• [Referring expression data]
╔══
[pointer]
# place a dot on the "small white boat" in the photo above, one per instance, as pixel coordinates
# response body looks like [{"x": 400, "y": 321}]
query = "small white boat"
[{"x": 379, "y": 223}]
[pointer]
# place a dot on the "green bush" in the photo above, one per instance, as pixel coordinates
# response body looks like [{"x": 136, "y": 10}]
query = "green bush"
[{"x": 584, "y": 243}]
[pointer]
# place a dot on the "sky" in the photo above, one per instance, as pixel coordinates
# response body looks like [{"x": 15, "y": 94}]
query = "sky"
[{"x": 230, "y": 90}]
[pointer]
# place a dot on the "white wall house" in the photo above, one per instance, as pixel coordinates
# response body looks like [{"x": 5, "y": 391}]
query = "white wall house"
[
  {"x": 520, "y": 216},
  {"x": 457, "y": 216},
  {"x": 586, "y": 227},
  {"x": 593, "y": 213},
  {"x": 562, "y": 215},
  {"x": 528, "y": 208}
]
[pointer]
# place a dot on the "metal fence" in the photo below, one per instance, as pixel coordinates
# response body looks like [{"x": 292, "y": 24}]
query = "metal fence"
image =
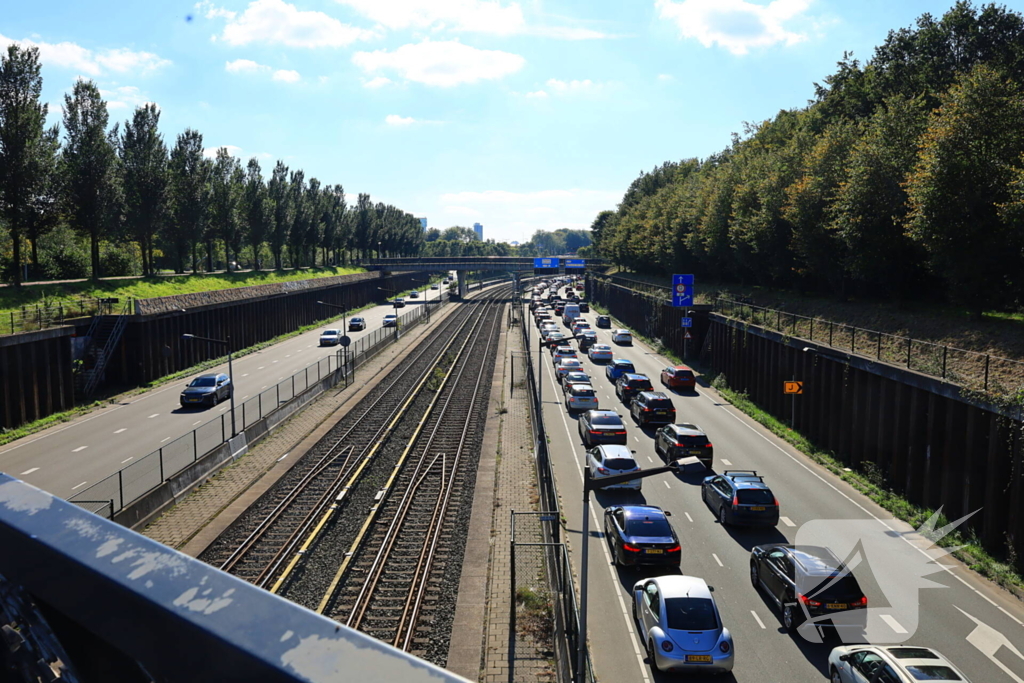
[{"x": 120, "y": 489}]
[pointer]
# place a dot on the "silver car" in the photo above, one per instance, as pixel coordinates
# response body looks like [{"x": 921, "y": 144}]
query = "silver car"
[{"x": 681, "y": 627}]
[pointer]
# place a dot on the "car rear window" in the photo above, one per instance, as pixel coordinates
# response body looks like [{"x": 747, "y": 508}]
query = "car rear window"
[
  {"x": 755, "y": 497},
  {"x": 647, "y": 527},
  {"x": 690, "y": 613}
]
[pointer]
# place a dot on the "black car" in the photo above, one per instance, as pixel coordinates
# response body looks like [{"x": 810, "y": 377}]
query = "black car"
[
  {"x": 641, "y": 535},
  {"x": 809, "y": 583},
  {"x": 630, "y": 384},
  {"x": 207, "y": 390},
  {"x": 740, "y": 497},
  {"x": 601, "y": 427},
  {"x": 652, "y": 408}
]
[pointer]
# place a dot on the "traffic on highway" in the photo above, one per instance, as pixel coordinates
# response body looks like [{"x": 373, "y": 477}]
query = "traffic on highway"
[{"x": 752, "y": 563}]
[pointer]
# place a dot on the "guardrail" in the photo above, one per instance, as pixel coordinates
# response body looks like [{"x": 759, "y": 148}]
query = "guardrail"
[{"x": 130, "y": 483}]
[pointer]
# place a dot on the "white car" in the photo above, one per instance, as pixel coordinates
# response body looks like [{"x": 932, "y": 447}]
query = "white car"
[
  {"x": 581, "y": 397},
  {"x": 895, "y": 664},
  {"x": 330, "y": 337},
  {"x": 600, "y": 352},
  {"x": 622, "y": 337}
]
╚══
╔══
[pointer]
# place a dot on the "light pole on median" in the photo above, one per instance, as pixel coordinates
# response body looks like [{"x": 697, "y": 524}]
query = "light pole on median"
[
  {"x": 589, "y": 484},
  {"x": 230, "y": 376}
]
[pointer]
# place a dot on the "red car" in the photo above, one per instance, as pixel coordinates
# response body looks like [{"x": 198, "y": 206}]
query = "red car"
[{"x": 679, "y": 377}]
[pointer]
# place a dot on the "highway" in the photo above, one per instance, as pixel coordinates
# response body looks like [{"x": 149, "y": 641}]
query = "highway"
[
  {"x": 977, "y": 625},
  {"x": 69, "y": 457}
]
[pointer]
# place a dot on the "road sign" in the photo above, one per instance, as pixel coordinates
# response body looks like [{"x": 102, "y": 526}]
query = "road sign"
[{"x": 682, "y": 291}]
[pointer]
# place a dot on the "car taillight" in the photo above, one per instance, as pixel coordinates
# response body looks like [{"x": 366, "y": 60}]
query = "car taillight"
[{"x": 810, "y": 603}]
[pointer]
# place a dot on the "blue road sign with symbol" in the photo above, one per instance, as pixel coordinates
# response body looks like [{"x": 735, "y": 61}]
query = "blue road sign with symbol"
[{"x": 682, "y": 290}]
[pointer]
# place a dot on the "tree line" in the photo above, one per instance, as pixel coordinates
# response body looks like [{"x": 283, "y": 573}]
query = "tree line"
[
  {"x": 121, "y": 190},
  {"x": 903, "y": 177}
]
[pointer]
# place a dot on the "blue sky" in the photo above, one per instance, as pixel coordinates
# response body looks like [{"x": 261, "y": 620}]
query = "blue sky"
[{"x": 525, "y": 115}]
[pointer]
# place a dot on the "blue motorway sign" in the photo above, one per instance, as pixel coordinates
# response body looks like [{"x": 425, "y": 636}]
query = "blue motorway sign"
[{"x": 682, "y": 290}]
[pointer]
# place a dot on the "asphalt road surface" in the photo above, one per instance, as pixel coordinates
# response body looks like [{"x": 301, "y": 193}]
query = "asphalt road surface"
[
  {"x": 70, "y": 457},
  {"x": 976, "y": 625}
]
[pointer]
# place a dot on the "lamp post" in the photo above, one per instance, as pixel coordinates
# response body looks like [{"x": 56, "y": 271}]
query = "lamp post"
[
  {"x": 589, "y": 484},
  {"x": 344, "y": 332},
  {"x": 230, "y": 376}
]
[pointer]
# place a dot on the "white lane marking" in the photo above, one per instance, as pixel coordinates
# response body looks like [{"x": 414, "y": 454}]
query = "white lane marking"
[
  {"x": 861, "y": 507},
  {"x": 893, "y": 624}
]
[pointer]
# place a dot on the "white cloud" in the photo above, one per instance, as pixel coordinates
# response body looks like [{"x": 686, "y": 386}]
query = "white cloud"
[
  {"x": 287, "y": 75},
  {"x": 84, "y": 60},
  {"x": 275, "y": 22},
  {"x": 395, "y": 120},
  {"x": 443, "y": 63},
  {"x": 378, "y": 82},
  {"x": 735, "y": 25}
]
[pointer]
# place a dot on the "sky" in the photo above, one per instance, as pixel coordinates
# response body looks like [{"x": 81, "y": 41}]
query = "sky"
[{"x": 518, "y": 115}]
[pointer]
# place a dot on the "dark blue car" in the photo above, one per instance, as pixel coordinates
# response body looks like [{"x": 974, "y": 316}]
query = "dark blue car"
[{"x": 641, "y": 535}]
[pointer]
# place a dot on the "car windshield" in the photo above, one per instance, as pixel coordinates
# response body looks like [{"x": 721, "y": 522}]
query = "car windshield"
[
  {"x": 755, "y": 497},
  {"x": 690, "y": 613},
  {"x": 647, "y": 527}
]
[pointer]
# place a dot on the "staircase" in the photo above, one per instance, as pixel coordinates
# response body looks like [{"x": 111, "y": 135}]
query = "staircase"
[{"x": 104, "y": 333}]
╚══
• [What you need to do] After reading the entries above, report the number of lines that include the string "fence". Give no other text.

• [Answer space] 2